§ Input data
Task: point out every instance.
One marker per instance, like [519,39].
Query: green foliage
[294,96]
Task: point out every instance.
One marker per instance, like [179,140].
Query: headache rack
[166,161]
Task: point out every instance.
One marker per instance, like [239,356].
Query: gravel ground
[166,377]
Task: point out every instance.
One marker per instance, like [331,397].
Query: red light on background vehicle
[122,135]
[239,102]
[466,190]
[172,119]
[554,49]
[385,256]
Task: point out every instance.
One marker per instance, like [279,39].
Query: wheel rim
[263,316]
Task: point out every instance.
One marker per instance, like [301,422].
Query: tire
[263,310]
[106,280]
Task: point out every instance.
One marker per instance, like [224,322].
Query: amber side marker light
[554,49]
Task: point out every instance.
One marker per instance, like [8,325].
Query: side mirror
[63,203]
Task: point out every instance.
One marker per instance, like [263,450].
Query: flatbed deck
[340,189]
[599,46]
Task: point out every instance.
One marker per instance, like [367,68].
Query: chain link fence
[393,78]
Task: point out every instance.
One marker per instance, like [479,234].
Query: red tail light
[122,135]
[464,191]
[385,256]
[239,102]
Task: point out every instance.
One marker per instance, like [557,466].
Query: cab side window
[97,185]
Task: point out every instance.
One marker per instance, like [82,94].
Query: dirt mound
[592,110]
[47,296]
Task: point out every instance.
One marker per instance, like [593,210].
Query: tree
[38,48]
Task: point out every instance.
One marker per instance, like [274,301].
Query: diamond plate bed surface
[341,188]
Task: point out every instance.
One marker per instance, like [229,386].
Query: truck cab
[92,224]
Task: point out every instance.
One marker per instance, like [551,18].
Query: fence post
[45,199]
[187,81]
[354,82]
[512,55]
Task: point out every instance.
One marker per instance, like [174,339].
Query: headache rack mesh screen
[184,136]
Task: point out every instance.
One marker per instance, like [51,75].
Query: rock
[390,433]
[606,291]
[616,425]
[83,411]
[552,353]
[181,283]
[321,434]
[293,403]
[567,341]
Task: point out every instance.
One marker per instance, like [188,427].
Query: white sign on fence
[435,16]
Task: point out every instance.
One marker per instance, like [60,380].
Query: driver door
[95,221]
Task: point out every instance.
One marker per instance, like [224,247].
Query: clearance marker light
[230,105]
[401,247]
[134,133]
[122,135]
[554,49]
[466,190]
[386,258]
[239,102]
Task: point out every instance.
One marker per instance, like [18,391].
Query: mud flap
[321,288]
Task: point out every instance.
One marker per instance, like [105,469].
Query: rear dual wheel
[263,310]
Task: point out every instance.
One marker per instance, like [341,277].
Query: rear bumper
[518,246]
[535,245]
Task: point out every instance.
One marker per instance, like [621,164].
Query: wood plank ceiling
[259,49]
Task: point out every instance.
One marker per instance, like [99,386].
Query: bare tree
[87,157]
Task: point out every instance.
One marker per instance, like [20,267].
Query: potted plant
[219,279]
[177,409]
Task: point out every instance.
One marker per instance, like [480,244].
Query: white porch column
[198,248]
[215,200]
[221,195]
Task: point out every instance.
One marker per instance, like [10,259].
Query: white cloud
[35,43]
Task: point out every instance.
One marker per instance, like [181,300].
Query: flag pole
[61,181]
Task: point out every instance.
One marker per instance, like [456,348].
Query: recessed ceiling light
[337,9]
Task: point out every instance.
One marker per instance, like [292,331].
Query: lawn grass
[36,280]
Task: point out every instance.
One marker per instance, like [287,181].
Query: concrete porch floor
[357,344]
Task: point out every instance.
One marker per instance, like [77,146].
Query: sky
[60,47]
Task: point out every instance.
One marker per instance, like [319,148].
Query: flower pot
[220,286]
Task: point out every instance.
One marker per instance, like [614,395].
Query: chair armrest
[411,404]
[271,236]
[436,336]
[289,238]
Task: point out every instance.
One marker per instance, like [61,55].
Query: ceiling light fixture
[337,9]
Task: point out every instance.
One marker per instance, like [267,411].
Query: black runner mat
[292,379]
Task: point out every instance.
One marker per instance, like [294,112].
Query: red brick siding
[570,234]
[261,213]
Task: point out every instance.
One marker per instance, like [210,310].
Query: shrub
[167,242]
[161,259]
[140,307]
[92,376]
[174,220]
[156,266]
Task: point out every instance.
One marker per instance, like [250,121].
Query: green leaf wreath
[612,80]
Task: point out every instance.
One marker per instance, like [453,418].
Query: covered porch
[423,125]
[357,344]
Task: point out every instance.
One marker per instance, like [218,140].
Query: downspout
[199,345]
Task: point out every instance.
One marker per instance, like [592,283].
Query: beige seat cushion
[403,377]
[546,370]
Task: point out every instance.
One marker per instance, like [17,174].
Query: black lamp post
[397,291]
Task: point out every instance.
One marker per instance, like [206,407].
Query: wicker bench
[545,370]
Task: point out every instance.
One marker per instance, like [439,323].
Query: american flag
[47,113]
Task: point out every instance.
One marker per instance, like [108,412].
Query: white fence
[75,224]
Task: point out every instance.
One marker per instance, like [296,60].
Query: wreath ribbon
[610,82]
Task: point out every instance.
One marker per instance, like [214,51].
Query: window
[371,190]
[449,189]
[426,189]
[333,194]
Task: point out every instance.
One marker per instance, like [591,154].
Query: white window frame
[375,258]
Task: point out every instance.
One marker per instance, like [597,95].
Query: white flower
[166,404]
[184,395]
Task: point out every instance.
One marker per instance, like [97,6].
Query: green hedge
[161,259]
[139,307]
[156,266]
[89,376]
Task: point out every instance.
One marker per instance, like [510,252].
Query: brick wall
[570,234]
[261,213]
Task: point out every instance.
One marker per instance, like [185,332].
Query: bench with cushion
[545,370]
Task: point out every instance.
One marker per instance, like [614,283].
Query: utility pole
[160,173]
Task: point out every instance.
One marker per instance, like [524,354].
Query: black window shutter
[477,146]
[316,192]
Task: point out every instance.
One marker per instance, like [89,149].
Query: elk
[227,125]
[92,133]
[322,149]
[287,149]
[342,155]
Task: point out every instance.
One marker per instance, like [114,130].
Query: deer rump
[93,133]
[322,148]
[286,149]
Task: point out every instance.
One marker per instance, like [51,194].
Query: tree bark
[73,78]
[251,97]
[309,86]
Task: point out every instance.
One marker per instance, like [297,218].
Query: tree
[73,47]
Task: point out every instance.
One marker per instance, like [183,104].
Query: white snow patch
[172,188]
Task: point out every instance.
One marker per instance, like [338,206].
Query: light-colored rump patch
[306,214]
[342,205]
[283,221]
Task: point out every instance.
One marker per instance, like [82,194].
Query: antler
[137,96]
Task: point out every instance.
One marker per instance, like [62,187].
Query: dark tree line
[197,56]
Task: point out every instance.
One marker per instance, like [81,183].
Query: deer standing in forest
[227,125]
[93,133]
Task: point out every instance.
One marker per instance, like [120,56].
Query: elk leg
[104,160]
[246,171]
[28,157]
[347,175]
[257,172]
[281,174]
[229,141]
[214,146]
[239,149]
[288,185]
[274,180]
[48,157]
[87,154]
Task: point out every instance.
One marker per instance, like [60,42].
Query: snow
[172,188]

§ Written task
Nothing may be left out: return each entry exactly as it reads.

§ Result of this exercise
Task: point out every instance.
One marker per instance, like [519,39].
Query: green foliage
[294,96]
Task: point out every instance.
One marker per instance, like [179,140].
Query: headache rack
[166,161]
Task: point out every instance.
One marker per instance, like [239,356].
Query: gravel ground
[166,377]
Task: point out every instance.
One marker per instance, like [331,397].
Query: red light on background vehicle
[122,135]
[239,102]
[466,190]
[172,119]
[554,49]
[385,256]
Task: point out every instance.
One marker per instance, like [279,39].
Query: wheel rim
[263,316]
Task: point out every instance.
One marker per instance, like [301,422].
Query: tire
[263,310]
[106,280]
Task: point out every instance.
One marker per instance, like [224,322].
Query: amber side marker light
[554,49]
Task: point out every instance.
One marker per instance, like [8,325].
Query: side mirror
[63,203]
Task: point out every instance.
One marker per instance, like [263,450].
Query: flatbed deck
[340,189]
[599,46]
Task: point out every instance.
One marker per instance, like [367,68].
Query: chain link fence
[393,78]
Task: point out every instance.
One marker per instance, like [479,234].
Query: red tail light
[122,135]
[464,191]
[385,256]
[239,102]
Task: point out every instance.
One marker per instance, like [557,466].
Query: cab side window
[97,185]
Task: point out every instance.
One marker per instance, like [82,94].
Query: dirt mound
[592,110]
[47,296]
Task: point out every instance.
One marker per instance, like [593,210].
Query: tree
[38,48]
Task: point out every instance.
One marker per instance, like [274,301].
Query: diamond plate bed surface
[341,188]
Task: point out every instance.
One marker per instance, like [229,386].
Query: truck cab
[92,224]
Task: point out every instance.
One marker per instance, like [551,18].
Query: fence post
[45,199]
[187,81]
[354,82]
[512,55]
Task: point out every instance.
One marker per instance, like [174,339].
Query: headache rack mesh screen
[184,136]
Task: point out every instance.
One marker per instance, like [51,75].
Query: rock
[390,433]
[606,291]
[616,425]
[83,411]
[552,353]
[181,283]
[321,434]
[293,403]
[567,341]
Task: point out every instance.
One marker per instance, like [188,427].
Query: white sign on fence
[435,16]
Task: point out every instance.
One marker per instance, like [60,380].
Query: driver door
[95,221]
Task: point out every instance.
One marker per instance, like [224,247].
Query: clearance marker light
[230,105]
[401,247]
[134,133]
[122,135]
[554,49]
[466,190]
[386,258]
[239,102]
Task: point out every instance.
One marker per instance, like [18,391].
Query: mud flap
[321,288]
Task: point out every instance.
One marker per instance, like [105,469].
Query: rear dual wheel
[263,310]
Task: point out every instance.
One marker per instance, like [341,277].
Query: rear bumper
[518,246]
[535,245]
Task: point out every instance.
One marker per instance, like [621,164].
Query: wood plank ceiling
[259,49]
Task: point out every instance.
One marker per instance, like [99,386].
Query: bare tree
[87,157]
Task: point out every instance.
One marker per instance, like [20,267].
Query: potted plant
[219,279]
[177,409]
Task: point out every instance.
One marker per instance, like [480,244].
Query: white porch column
[198,248]
[215,200]
[221,195]
Task: point out every instance.
One marker per instance, like [10,259].
Query: white cloud
[35,43]
Task: point out every instance.
One marker per instance, like [181,300].
Query: flag pole
[61,181]
Task: point out every instance.
One marker per instance, like [456,348].
Query: recessed ceiling light
[337,9]
Task: point out every instance.
One marker per instance, like [292,331].
Query: lawn grass
[36,280]
Task: point out every instance.
One marker per instance, like [287,181].
Query: concrete porch floor
[357,344]
Task: point out every instance.
One marker per instance, like [77,146].
Query: sky
[60,47]
Task: point out every instance.
One marker per instance, like [319,148].
Query: flower pot
[220,286]
Task: point out every instance.
One marker per instance, like [614,395].
Query: chair armrest
[411,404]
[271,236]
[436,336]
[289,238]
Task: point out every instance.
One marker per instance, like [61,55].
Query: ceiling light fixture
[337,9]
Task: point out every instance.
One marker per instance, like [267,411].
Query: black runner mat
[292,379]
Task: point out every instance.
One marker per instance, like [294,112].
Query: red brick siding
[570,234]
[261,213]
Task: point out every instance.
One marker per instance, like [210,310].
Query: shrub
[167,242]
[161,259]
[140,307]
[92,376]
[174,220]
[156,266]
Task: point out every instance.
One marker per instance, like [250,121].
Query: green leaf wreath
[612,80]
Task: point out every instance.
One marker per instance, like [453,418].
Query: covered porch
[423,125]
[357,344]
Task: point out every instance.
One marker per instance, like [218,140].
Query: downspout
[199,345]
Task: point out every instance.
One marker per instance, like [592,283].
Query: beige seat cushion
[403,377]
[546,370]
Task: point out every instance.
One marker per instance, like [17,174].
Query: black lamp post
[397,291]
Task: point out every instance.
One marker per instance, like [206,407].
Query: wicker bench
[545,370]
Task: point out every instance.
One marker per instance, like [439,323].
Query: american flag
[47,113]
Task: point out every instance.
One marker per instance, like [108,412].
Query: white fence
[75,224]
Task: point out every instance.
One marker per instance, like [296,60].
Query: wreath ribbon
[610,82]
Task: point out every instance.
One marker per instance, like [214,51].
Query: window
[371,190]
[449,189]
[426,189]
[333,194]
Task: point out every instance.
One marker per instance, like [591,154].
Query: white window frame
[375,258]
Task: point out every instance.
One marker per instance, like [597,95].
Query: white flower
[166,404]
[184,395]
Task: point out every instance.
One marker per instance, like [97,6].
Query: green hedge
[161,259]
[139,307]
[156,266]
[89,376]
Task: point out every instance.
One marker per instance, like [510,252].
Query: brick wall
[570,234]
[261,213]
Task: point out every instance.
One marker per instance, like [185,332].
Query: bench with cushion
[545,370]
Task: point out every instance.
One marker per instance, like [614,283].
Query: utility pole
[160,173]
Task: point out every instance.
One marker per instance, like [524,354].
Query: black window shutter
[477,146]
[316,192]
Task: point out every instance.
One marker per instance, like [89,149].
Query: elk
[227,125]
[92,133]
[322,149]
[287,149]
[342,155]
Task: point out every instance.
One marker per instance, like [114,130].
Query: deer rump
[93,133]
[322,148]
[286,149]
Task: point out every instance.
One marker per instance, like [51,194].
Query: tree bark
[73,78]
[251,97]
[309,86]
Task: point out every instance.
One marker per instance, like [297,218].
Query: tree
[73,47]
Task: point out every instance.
One marker per instance, like [183,104].
Query: white snow patch
[172,188]
Task: point out every instance.
One marker per instance, like [338,206].
Query: light-colored rump patch
[306,214]
[342,205]
[283,221]
Task: point out every instance.
One marker per instance, like [82,194].
Query: antler
[137,96]
Task: point out every instance.
One marker per instance, like [62,187].
Query: dark tree line
[197,56]
Task: point out every instance.
One marker per instance, like [81,183].
Query: deer standing in forest
[227,125]
[93,133]
Task: point out every instance.
One marker per instance, like [120,56].
Query: elk leg
[104,160]
[246,171]
[28,157]
[347,175]
[257,172]
[281,174]
[229,141]
[214,146]
[239,149]
[288,185]
[274,180]
[48,157]
[87,154]
Task: point out every instance.
One marker per instance, like [60,42].
Query: snow
[172,188]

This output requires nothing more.